**Exercise requirements**
Copying each record below exactly is the whole task.

**Data supplied**

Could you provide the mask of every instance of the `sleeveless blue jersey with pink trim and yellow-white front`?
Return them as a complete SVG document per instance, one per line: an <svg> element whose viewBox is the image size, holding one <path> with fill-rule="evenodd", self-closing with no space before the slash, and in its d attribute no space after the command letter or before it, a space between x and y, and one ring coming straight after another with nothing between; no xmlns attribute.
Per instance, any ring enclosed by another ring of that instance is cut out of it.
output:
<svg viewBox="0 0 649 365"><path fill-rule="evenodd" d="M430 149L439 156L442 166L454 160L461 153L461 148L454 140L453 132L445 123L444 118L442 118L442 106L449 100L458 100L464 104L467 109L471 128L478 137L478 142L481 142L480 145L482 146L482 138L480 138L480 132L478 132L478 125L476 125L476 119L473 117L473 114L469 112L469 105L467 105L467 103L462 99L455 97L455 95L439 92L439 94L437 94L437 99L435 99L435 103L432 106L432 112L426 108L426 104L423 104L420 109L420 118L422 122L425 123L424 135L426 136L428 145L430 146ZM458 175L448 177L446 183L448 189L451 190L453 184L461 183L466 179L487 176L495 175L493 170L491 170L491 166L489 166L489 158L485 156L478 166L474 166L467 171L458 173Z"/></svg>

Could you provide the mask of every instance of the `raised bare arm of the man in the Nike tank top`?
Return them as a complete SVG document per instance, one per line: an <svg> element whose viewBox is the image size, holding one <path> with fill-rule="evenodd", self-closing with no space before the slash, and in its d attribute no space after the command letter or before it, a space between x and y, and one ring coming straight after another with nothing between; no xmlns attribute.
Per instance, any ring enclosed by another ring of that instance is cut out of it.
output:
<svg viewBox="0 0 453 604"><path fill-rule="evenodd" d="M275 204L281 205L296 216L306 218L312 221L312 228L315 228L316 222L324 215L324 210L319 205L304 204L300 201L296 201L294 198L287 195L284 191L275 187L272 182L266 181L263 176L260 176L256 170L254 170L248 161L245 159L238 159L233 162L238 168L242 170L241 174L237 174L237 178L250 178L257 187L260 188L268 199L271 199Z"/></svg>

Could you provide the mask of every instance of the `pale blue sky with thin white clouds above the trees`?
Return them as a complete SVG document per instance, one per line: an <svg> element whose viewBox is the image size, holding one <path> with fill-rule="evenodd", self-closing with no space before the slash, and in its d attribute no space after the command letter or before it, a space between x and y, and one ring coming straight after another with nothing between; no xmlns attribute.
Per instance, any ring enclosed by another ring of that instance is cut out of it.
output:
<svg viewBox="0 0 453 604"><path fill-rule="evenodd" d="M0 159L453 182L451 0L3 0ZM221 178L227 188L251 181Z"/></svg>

**Problem solution**
Could you provide the mask of every instance of the `sleeveless blue jersey with pink trim and yellow-white front`?
Return them as a complete SVG document per instance, one per line: an <svg> element whose viewBox is the image size, holding one <path> with fill-rule="evenodd", self-closing with no space before the slash, and in its d attribute no space after the command letter or before it, a space between x and y, and one ring coming straight after another with nothing between; no xmlns attribute.
Per instance, any ring enclosed by another ring of that instance is cut out of it.
output:
<svg viewBox="0 0 649 365"><path fill-rule="evenodd" d="M430 149L439 156L442 166L454 160L461 153L461 148L454 140L453 132L445 123L444 118L442 118L442 106L449 100L458 100L464 104L467 109L471 128L478 137L478 142L481 142L480 145L482 146L482 138L480 138L480 132L478 132L478 125L476 125L476 119L473 117L473 114L469 112L469 105L467 105L467 103L462 99L455 97L455 95L439 92L439 94L437 94L437 99L435 99L435 103L432 106L432 112L426 108L426 104L423 104L420 109L420 118L422 122L425 123L424 135L426 136L428 145L430 146ZM458 175L448 177L446 183L448 189L451 190L453 184L461 183L466 179L487 176L495 175L493 170L491 170L491 166L489 166L489 158L485 156L478 166L474 166L467 171L458 173Z"/></svg>

Could you provide the mask of every instance of the `raised bare arm of the man in the Nike tank top`?
Return them as a complete SVG document per instance, one per line: an <svg> element whose viewBox is the image size, holding one <path> with fill-rule="evenodd", self-closing with no space before the slash, and in its d attribute no space after the command letter or before it, a space between x and y, and one ring coming straight after another with nothing between; no xmlns attribute.
Per instance, any ring enclosed by another ring of that instance is cut out of it.
output:
<svg viewBox="0 0 453 604"><path fill-rule="evenodd" d="M275 204L281 205L296 216L306 218L312 221L312 228L315 228L316 222L324 215L324 210L319 205L304 204L300 201L296 201L294 198L287 195L284 191L275 187L272 182L266 181L263 176L260 176L256 170L254 170L248 161L245 159L238 159L233 162L238 168L242 170L241 174L237 174L237 178L250 178L257 187L260 188L268 199L271 199Z"/></svg>

Could you provide the mask of every instance of the `pale blue sky with thin white clouds above the trees`?
Return them as a complete SVG document per instance, one per line: an <svg> element whose viewBox is the image size, holding one <path> with fill-rule="evenodd", self-closing with no space before the slash, and in its d attribute no space after the command letter or before it, a space between x and y, and one ring coming straight after another with nothing between; no xmlns attribute.
Per instance, any ring enclosed by another ring of that instance is cut out of it.
output:
<svg viewBox="0 0 453 604"><path fill-rule="evenodd" d="M0 159L453 182L451 0L3 0ZM221 178L227 188L251 181Z"/></svg>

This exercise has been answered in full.